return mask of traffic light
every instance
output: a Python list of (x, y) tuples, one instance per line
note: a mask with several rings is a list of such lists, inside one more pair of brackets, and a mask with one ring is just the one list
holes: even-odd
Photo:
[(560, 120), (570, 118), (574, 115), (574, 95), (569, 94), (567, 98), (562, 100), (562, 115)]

☆ ☆ ☆ ☆ ☆

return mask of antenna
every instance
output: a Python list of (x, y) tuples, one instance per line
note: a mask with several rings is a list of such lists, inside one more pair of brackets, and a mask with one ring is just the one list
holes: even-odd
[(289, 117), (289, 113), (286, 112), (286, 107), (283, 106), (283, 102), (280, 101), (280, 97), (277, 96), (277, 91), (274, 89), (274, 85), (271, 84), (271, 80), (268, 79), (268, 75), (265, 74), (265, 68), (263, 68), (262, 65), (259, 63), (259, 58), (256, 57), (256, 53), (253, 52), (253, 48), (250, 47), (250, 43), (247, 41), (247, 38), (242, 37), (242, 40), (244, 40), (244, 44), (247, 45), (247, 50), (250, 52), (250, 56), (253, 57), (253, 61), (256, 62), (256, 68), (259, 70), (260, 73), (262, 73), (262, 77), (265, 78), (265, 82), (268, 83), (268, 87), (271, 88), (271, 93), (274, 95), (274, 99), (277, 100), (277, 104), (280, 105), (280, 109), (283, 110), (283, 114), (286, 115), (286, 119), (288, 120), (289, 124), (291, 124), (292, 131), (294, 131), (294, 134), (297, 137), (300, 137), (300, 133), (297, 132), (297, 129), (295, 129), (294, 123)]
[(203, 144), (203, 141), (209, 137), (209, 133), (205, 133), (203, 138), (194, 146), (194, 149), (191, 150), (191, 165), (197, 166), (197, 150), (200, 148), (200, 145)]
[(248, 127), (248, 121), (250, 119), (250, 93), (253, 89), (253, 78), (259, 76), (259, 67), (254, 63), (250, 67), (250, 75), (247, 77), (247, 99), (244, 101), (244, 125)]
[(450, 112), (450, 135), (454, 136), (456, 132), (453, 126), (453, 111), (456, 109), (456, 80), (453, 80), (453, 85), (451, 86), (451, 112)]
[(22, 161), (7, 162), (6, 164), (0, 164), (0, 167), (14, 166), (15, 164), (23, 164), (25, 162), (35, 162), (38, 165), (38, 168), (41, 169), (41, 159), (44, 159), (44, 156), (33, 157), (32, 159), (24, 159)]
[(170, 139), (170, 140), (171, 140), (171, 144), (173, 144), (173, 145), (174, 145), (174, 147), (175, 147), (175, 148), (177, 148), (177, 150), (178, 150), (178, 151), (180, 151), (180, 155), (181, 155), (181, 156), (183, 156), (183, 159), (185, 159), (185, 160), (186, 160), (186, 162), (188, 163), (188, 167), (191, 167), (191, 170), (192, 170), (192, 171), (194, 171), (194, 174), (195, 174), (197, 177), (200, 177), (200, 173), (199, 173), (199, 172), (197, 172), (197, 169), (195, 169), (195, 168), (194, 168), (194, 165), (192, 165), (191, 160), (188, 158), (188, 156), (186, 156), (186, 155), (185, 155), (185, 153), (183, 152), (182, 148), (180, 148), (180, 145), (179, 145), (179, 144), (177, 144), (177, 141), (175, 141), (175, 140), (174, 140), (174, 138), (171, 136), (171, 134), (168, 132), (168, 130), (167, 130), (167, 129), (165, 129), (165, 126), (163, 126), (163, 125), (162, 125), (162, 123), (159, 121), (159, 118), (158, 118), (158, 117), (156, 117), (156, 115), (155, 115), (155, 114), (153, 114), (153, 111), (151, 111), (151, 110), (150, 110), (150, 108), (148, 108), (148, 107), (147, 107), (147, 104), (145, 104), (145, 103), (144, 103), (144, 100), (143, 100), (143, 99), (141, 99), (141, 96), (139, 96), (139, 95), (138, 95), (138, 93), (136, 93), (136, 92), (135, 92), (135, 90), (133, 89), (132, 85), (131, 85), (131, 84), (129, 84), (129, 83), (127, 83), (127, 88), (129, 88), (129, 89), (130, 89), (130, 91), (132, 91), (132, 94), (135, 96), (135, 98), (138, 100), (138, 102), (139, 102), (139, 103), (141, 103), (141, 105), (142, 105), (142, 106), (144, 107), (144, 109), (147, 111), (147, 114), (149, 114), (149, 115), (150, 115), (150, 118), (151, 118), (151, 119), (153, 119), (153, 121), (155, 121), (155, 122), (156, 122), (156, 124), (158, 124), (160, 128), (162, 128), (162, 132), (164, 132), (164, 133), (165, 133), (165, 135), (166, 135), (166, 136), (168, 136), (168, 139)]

☆ ☆ ☆ ☆ ☆

One number is the full answer: how many lines of the records include the string "mask".

4